TASK DIRECTIONS ->
In your copy, repeat the records exactly and leave out the pictures.

RAW DATA ->
** begin **

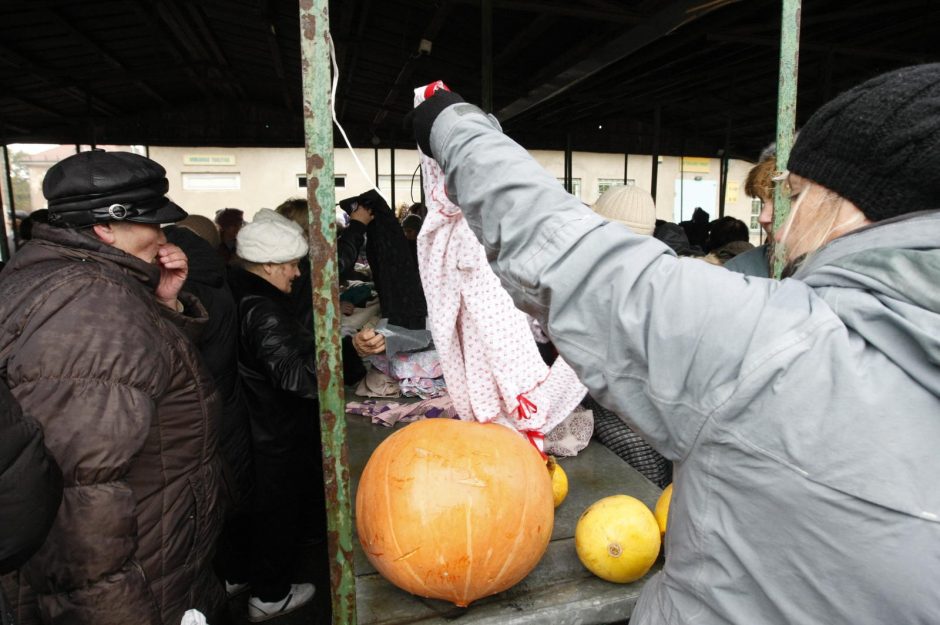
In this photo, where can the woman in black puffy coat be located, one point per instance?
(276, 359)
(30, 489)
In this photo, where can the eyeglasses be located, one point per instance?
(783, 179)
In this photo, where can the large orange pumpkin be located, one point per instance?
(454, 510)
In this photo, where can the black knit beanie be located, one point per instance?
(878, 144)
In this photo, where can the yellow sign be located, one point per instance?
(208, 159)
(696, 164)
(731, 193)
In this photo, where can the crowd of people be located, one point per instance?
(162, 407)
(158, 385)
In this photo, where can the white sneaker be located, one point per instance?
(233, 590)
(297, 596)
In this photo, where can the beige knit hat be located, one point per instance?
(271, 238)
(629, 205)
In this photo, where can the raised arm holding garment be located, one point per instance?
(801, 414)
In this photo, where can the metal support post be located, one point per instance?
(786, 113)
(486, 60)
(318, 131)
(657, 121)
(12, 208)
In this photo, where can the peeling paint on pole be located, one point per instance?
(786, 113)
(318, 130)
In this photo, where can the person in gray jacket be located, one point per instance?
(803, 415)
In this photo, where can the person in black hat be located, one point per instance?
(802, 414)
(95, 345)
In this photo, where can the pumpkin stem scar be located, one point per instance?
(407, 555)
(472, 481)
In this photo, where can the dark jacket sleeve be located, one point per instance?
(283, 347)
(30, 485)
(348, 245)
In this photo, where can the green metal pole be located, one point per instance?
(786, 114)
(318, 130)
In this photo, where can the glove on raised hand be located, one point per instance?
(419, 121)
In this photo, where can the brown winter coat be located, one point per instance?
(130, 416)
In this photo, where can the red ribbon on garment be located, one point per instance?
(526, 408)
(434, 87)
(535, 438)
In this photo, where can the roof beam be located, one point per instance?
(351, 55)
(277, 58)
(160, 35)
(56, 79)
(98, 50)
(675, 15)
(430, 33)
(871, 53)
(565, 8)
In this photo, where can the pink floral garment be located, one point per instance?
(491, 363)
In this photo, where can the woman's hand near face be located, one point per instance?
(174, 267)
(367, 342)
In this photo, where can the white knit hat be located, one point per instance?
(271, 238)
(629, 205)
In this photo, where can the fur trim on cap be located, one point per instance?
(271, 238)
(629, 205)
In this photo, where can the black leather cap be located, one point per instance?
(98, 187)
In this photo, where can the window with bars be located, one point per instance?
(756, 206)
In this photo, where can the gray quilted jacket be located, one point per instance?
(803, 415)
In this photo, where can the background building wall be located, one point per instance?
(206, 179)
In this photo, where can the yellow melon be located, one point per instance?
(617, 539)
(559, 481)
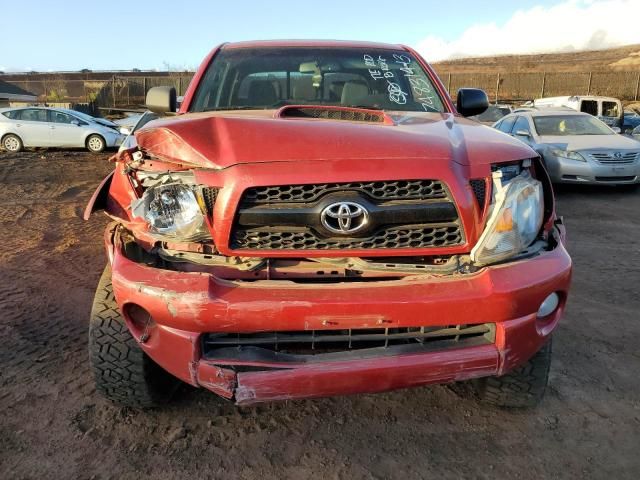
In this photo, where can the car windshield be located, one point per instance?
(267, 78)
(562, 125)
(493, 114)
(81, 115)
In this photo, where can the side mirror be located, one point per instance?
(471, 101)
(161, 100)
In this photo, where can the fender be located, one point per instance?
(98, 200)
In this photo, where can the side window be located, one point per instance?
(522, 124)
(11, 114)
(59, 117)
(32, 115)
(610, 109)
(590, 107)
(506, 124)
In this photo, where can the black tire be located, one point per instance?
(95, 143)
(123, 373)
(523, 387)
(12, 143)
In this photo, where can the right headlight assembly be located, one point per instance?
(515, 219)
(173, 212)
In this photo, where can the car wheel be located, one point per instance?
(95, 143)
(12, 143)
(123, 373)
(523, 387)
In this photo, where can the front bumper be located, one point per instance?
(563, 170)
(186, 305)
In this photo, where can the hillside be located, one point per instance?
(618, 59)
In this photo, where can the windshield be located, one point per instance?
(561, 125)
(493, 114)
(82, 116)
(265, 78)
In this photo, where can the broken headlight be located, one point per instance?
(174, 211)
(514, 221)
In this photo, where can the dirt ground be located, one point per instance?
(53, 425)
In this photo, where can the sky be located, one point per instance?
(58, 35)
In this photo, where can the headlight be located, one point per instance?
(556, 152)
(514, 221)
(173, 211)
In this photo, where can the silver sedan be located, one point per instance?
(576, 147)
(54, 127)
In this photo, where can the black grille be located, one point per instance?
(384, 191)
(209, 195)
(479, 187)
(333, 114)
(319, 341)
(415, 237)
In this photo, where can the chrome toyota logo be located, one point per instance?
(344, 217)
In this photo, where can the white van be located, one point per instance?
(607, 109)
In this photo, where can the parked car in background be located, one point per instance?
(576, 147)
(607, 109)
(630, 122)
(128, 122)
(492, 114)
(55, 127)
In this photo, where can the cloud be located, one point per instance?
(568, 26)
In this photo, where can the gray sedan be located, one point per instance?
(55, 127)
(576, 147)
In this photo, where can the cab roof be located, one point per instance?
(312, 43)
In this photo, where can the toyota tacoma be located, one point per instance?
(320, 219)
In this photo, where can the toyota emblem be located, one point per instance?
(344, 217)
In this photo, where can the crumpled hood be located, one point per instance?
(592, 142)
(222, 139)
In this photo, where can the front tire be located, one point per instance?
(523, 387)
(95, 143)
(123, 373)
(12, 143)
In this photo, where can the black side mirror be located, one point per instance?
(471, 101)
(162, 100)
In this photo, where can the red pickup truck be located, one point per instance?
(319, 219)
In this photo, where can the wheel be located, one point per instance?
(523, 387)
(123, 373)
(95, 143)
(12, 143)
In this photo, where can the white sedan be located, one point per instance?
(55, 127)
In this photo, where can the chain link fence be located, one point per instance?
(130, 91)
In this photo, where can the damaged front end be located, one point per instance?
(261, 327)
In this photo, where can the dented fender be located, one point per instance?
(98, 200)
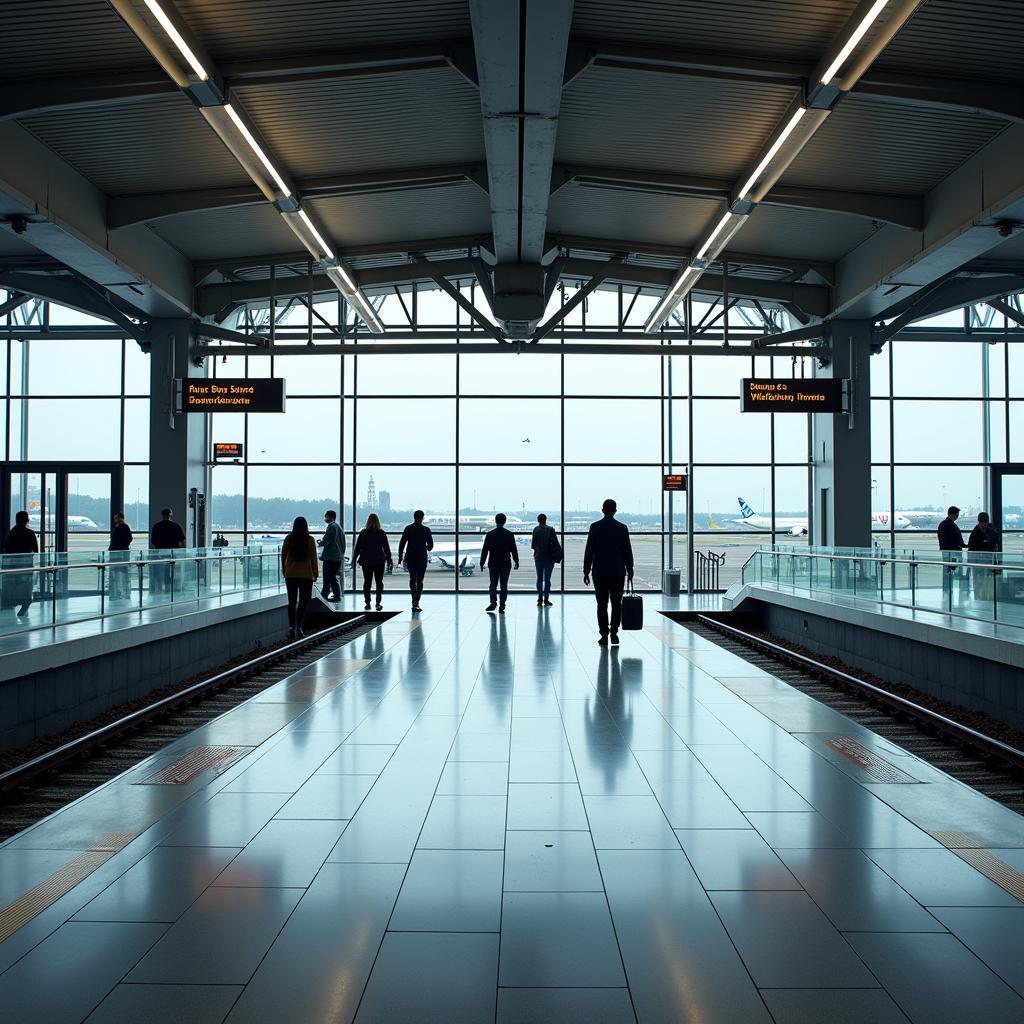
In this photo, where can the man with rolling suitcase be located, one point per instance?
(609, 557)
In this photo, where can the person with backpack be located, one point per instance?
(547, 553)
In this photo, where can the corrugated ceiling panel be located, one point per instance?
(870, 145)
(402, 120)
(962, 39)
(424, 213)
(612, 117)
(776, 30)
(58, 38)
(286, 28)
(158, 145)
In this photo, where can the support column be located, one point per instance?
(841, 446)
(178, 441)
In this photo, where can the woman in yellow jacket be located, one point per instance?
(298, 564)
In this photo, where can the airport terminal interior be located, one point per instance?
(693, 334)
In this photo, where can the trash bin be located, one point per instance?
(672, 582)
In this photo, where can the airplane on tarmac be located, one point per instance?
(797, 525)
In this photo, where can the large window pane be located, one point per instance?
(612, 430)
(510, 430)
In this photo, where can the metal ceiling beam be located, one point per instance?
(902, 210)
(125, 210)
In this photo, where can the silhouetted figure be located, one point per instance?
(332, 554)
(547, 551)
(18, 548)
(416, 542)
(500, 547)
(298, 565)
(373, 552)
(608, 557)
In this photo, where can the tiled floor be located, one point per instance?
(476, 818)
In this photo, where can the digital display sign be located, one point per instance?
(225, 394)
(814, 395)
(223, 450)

** end **

EXERCISE OUTPUT ->
In this photo, where can the woman in black puffy coat be located, one point per instance?
(276, 359)
(30, 489)
In this photo, where can the eyeglasses be located, one point per instance?
(783, 179)
In this photo, where can the large orange pumpkin be located, one point per instance?
(454, 510)
In this photo, where can the black knit beanie be located, one point per instance?
(878, 144)
In this photo, where can the yellow sign be located, one point per instance?
(208, 159)
(696, 164)
(731, 193)
In this photo, where can the crowd of people be located, one point per instance?
(162, 407)
(158, 385)
In this photo, where can the white sneaker be located, one point per instance?
(233, 590)
(297, 596)
In this photo, where can the beige knit hat be located, one point per instance?
(271, 238)
(629, 205)
In this photo, where can the raised arm holding garment be located, one point per instance?
(801, 414)
In this photo, where can the metal support post be located, one point per instance?
(786, 113)
(486, 60)
(318, 131)
(657, 121)
(12, 208)
In this photo, where can the peeling paint on pole be located, one point per instance?
(786, 113)
(318, 130)
In this photo, where can the person in gray jacket be located, one point per instance?
(803, 415)
In this photo, where can the person in black hat be located, one point per instance?
(802, 414)
(95, 345)
In this photo, where can the pumpkin stem scar be located, one point per instance?
(407, 555)
(472, 481)
In this photo, where can the dark jacket sleeve be located, one point per instance?
(283, 347)
(30, 485)
(348, 245)
In this photo, where can the green metal pole be located, one point per instance?
(786, 114)
(318, 130)
In this photo, where can the glove on raised hand be located, one point per instance?
(419, 121)
In this photo, where can the brown winter coat be located, one point per instance?
(130, 416)
In this photo, where can the red ribbon on garment be located, one point per instance?
(526, 408)
(434, 87)
(535, 438)
In this photo, where can the roof beam be located, one point per instance?
(351, 55)
(277, 58)
(160, 35)
(56, 79)
(98, 50)
(675, 15)
(430, 33)
(871, 53)
(565, 8)
In this photo, where can the pink floral garment be located, one point per instance?
(491, 363)
In this photo, where can the woman's hand near face be located, one point per instance?
(174, 267)
(367, 342)
In this photo, where can the white knit hat be located, one point per instance?
(271, 238)
(629, 205)
In this photo, where can the fur trim on cap be located, one point per instance?
(271, 238)
(629, 205)
In this photo, where can the black leather cap be located, one point per instance?
(98, 187)
In this photo, where can the window with bars be located, one point per instance?
(756, 206)
In this photo, where can the gray quilted jacket be located, one point per instance?
(803, 415)
In this photo, where can the background building wall be located, one point per instance?
(206, 179)
In this photo, where can the yellow melon be located, one point per instance?
(617, 539)
(559, 481)
In this photo, where can the car windshield be located, one point per instance?
(267, 78)
(562, 125)
(493, 114)
(81, 115)
In this photo, where can the side mirror be located, one point per instance?
(471, 101)
(161, 100)
In this photo, where can the fender be located, one point per instance?
(98, 200)
In this photo, where can the side window be located, one point per instance?
(522, 124)
(11, 114)
(59, 117)
(32, 115)
(610, 109)
(590, 107)
(506, 124)
In this photo, where can the black tire be located, one point per instance?
(95, 143)
(123, 373)
(523, 387)
(12, 143)
In this photo, where can the right headlight assembly be located, one point per instance?
(515, 219)
(173, 212)
In this photo, where can the car wheel be located, one point per instance?
(95, 143)
(12, 143)
(123, 373)
(523, 387)
In this photo, where can the front bumper be located, one point per instance?
(563, 170)
(186, 305)
In this photo, where can the hillside be located, one point per instance?
(618, 59)
In this photo, where can the windshield be located, one point per instance?
(561, 125)
(493, 114)
(82, 116)
(265, 78)
In this photo, where can the broken headlight be located, one point per instance?
(174, 211)
(514, 221)
In this photo, where can the dirt ground be located, one point per instance?
(53, 425)
In this photo, where can the sky be located, one point per instance?
(58, 35)
In this photo, where can the headlight be located, one point per instance?
(556, 152)
(514, 221)
(173, 211)
In this photo, where can the silver sedan be located, one point per instance?
(576, 147)
(54, 127)
In this photo, where can the black grille be located, one point per instance?
(384, 191)
(209, 195)
(479, 187)
(333, 114)
(319, 341)
(415, 237)
In this photo, where can the chrome toyota logo be located, one point per instance?
(344, 217)
In this photo, where can the white van be located, one point per instance?
(607, 109)
In this photo, where can the parked car in background be located, one point per instance?
(576, 147)
(607, 109)
(630, 122)
(128, 122)
(492, 114)
(55, 127)
In this photo, where can the cloud be located, one point per instance?
(568, 26)
In this photo, where can the gray sedan be located, one point per instance?
(55, 127)
(576, 147)
In this photo, where can the cab roof be located, one point per instance?
(312, 43)
In this photo, where can the toyota tacoma be located, one point per instance?
(320, 219)
In this photo, where can the toyota emblem be located, one point per instance?
(344, 217)
In this photo, where can the crumpled hood be located, one point per instance?
(592, 142)
(222, 139)
In this photo, where can the front tire be located, one point per instance?
(523, 387)
(95, 143)
(123, 373)
(12, 143)
In this photo, where can the black side mirror be located, one point per instance?
(471, 101)
(162, 100)
In this photo, where can the red pickup truck be located, one point per instance?
(319, 219)
In this photo, where can the wheel be located, one point per instance?
(523, 387)
(123, 373)
(95, 143)
(12, 143)
In this photo, where can the white sedan be located, one point per instance?
(55, 127)
In this photo, where can the chain link fence be located, one point per instance?
(130, 91)
In this photo, where can the damaged front end be located, one point per instance?
(261, 327)
In this photo, where can the dented fender be located, one point per instance?
(98, 200)
In this photo, where can the man with rolling suitcase be located, one point per instance?
(609, 557)
In this photo, where can the person with backpack be located, one point per instance?
(547, 553)
In this photo, where can the corrugated ceiling panel be located, one point per instance?
(870, 145)
(402, 120)
(962, 39)
(424, 213)
(612, 117)
(776, 30)
(58, 38)
(286, 28)
(158, 145)
In this photo, where can the support column be located, one point per instance?
(841, 446)
(178, 441)
In this photo, where can the woman in yellow jacket be located, one point per instance?
(298, 564)
In this photo, where can the airport terminal interior be located, one point per instance?
(693, 334)
In this photo, where can the trash bin be located, one point per instance?
(672, 582)
In this photo, where can the airplane on tarmac be located, one point per instance?
(797, 525)
In this photo, where can the large window pane be located, one point per instance?
(612, 430)
(510, 430)
In this photo, where can the metal ceiling beam be located, one point per instance?
(902, 210)
(125, 210)
In this photo, where can the silhouetted figure be located, one point per instance?
(332, 554)
(547, 551)
(18, 548)
(416, 542)
(500, 547)
(298, 565)
(373, 552)
(608, 557)
In this photo, where can the tiled floor be located, one point per instance?
(476, 818)
In this photo, where can the digital display sign be located, one point per instance?
(225, 394)
(814, 395)
(223, 450)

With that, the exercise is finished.